* **ACTIONS TO TAKE**:
(1) In the text on the fungus Caripia below, what common name is given for Caripia montagnei?
(2) Rewrite the part of the text on Caripia starting at "Caripia is a" and ending at "closely related Gymnopus.", changing "fungus" to "mushroom".

Caripia is a fungal genus in the family Marasmiaceae. The genus is monotypic, containing the single species Caripia montagnei, commonly known as the pod parachute. It is found in tropical and subtropical regions of the Americas. Formerly classified in the Stereales (a now obsolete order that has been merged into the Russulales), molecular analysis published in 2002 demonstrated that the fungus is a reduced form of the closely related Gymnopus.

* **SOURCE INFORMATION**:
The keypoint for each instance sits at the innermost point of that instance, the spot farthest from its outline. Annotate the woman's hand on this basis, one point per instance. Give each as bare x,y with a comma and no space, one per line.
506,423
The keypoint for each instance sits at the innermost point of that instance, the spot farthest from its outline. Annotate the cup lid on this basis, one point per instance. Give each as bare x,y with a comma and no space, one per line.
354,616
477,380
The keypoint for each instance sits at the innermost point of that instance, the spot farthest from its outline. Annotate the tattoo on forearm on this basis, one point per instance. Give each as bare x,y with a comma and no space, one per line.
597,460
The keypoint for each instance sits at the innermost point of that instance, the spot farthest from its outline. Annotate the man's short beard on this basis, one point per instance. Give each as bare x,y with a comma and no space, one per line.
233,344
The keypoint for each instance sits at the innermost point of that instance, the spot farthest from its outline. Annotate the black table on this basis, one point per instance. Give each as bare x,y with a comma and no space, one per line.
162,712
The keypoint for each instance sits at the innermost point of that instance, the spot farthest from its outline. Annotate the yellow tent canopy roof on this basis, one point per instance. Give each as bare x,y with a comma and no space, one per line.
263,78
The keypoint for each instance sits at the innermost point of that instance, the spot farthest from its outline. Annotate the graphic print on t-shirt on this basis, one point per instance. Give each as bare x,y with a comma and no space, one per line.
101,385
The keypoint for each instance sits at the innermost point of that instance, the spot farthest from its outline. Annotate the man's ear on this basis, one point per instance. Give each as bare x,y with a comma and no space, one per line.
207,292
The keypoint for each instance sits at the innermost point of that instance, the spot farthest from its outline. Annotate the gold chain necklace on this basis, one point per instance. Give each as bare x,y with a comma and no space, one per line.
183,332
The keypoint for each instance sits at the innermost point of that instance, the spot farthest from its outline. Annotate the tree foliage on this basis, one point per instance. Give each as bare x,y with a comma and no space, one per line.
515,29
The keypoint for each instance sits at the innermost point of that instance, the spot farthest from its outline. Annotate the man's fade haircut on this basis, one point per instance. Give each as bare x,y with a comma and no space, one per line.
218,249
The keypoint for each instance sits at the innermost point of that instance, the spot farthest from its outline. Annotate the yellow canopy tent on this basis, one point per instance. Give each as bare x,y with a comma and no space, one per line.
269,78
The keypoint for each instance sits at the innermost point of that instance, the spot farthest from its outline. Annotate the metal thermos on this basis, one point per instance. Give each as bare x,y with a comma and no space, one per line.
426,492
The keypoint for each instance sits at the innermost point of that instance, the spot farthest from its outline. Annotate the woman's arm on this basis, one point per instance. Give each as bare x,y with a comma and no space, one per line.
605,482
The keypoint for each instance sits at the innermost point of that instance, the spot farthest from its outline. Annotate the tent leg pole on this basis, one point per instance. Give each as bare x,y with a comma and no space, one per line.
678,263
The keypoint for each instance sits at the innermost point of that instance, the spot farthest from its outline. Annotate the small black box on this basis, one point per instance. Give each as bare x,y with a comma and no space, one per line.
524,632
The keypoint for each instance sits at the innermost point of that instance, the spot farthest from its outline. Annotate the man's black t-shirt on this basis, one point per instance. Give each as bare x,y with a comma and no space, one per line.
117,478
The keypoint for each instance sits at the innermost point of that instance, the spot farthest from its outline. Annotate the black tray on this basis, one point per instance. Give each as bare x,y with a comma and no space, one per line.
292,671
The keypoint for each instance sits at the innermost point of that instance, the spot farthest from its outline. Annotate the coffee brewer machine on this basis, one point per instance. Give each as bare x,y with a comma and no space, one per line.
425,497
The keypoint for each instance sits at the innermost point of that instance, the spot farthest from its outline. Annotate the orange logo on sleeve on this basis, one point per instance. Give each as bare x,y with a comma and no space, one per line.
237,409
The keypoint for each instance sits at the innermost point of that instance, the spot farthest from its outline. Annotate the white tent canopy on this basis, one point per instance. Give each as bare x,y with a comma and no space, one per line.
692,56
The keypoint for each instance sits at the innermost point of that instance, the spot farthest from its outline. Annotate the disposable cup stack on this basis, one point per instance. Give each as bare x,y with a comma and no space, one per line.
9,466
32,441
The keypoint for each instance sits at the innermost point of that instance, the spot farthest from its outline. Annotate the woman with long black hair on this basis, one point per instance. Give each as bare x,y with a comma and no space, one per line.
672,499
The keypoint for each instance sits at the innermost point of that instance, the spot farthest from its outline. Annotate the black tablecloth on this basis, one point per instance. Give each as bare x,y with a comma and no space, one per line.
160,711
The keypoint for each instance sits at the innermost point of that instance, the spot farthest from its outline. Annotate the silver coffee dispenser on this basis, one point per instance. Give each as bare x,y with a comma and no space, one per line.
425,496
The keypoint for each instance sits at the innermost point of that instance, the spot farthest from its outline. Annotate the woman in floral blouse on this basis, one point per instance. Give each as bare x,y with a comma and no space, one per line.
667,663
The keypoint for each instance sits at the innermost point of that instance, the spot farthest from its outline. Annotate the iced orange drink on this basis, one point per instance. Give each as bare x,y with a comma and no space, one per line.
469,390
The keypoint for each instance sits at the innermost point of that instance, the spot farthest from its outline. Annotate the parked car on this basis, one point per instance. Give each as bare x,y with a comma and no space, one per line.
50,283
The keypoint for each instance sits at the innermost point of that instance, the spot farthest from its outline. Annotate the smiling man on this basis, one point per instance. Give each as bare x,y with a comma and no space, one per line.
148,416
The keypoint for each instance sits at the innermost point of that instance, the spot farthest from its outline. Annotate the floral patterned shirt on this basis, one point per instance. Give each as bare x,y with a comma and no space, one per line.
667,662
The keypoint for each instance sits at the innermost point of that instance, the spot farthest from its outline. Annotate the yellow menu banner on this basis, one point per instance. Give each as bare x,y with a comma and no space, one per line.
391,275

* **REPLIES**:
(1) The pod parachute.

(2)
Caripia is a fungal genus in the family Marasmiaceae. The genus is monotypic, containing the single species Caripia montagnei, commonly known as the pod parachute. It is found in tropical and subtropical regions of the Americas. Formerly classified in the Stereales (a now obsolete order that has been merged into the Russulales), molecular analysis published in 2002 demonstrated that the mushroom is a reduced form of the closely related Gymnopus.